Problem to work on – Transcribe all the entries word for word, skipping the pictures.

[Provided entries Boundary: Start]

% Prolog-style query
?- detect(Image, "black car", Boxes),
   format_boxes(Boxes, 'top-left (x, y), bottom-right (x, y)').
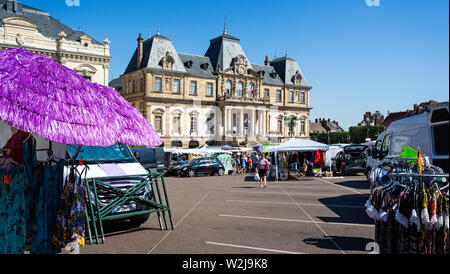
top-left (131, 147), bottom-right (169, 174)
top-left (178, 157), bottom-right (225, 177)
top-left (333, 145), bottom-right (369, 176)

[Provided entries Boundary: End]

Exercise answer –
% Prolog-style query
?- detect(Image, "black car", Boxes),
   format_boxes(Boxes, 'top-left (x, y), bottom-right (x, y)').
top-left (131, 147), bottom-right (169, 174)
top-left (178, 157), bottom-right (225, 177)
top-left (333, 145), bottom-right (369, 176)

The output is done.